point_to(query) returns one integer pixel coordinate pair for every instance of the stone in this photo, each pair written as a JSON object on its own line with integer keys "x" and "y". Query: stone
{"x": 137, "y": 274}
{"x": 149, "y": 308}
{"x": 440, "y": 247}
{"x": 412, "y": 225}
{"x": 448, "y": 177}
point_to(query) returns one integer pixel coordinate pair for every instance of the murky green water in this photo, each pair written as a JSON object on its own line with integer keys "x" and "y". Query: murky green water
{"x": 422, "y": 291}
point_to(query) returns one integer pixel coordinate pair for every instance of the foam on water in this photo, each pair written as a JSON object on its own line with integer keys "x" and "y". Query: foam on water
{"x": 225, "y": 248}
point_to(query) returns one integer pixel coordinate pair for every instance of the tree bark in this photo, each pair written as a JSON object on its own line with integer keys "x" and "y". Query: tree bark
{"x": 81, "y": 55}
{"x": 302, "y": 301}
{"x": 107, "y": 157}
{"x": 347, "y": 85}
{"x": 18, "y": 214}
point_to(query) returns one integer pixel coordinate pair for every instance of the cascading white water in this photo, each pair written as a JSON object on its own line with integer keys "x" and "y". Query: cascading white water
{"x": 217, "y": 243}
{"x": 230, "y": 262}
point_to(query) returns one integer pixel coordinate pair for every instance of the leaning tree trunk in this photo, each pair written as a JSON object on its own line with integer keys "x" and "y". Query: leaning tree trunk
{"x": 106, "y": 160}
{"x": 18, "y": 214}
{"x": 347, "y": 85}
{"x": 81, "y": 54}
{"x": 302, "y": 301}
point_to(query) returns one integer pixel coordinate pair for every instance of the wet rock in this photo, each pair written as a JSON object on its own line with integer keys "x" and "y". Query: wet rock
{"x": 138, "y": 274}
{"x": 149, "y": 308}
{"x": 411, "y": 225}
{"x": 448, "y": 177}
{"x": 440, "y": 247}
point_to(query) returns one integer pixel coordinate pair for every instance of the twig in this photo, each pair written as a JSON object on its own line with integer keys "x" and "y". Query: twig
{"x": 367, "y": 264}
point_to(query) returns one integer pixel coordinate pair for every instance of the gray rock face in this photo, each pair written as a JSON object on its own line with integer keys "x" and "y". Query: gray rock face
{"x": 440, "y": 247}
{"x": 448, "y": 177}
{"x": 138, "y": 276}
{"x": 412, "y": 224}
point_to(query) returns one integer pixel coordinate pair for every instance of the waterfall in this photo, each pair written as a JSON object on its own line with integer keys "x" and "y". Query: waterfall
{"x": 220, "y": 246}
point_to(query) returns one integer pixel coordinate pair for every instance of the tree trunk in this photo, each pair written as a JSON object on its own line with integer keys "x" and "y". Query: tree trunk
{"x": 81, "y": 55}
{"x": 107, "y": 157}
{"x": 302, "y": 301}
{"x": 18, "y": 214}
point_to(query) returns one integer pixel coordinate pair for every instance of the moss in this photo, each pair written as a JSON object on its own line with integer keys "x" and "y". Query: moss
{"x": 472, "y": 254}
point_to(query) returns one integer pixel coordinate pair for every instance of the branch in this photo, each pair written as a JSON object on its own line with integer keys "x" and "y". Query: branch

=====

Problem details
Can you rewrite every line from the one containing "of the moss" through the last line above, both ends included? Multiply each pixel coordinate by 1.9 and round it to a whole number, with halves rounding up, and leave all other text unchanged.

Expected answer
point_to(query) returns one integer pixel coordinate pair for every instance of the moss in this photo, each pair written as a JSON object on its own line with integer keys "x" and "y". Query: moss
{"x": 897, "y": 483}
point_to(query) returns one integer pixel coordinate pair for every instance of the branch in this photo, each pair written as a JSON object on its own line with integer keys "x" and "y". Query: branch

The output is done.